Data records:
....
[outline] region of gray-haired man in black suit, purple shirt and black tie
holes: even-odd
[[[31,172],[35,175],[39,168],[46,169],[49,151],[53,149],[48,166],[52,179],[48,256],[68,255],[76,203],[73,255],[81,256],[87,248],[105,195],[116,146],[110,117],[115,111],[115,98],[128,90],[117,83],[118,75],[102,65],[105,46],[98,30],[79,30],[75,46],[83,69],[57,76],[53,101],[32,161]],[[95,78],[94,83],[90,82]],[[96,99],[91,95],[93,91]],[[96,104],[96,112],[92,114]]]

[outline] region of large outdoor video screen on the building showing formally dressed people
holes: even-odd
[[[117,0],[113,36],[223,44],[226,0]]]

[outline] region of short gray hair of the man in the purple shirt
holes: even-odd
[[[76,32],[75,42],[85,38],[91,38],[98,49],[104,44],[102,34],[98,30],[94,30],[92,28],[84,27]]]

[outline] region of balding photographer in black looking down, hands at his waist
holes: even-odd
....
• PROBLEM TO SOLVE
Copy every entry exactly as it is given.

• ANSWER
[outline] region of gray-haired man in black suit, purple shirt and black tie
holes: even-odd
[[[31,172],[35,175],[39,168],[46,169],[49,151],[53,149],[48,166],[52,179],[48,256],[68,255],[76,203],[73,255],[81,256],[87,248],[105,195],[116,146],[110,117],[115,111],[115,98],[128,90],[117,83],[118,75],[102,65],[105,46],[98,30],[79,30],[75,46],[83,69],[57,76],[53,101],[32,161]],[[95,78],[94,83],[90,82]],[[96,99],[91,95],[93,91]],[[96,104],[96,112],[92,114]]]

[outline] region of large outdoor video screen on the building showing formally dressed people
holes: even-odd
[[[117,0],[113,36],[223,44],[226,0]]]

[outline] region of short gray hair of the man in the purple shirt
holes: even-odd
[[[76,32],[75,42],[85,38],[91,38],[98,49],[104,44],[102,34],[98,30],[94,30],[92,28],[84,27]]]

[outline] region of balding photographer in black looking down, hands at his waist
holes: even-odd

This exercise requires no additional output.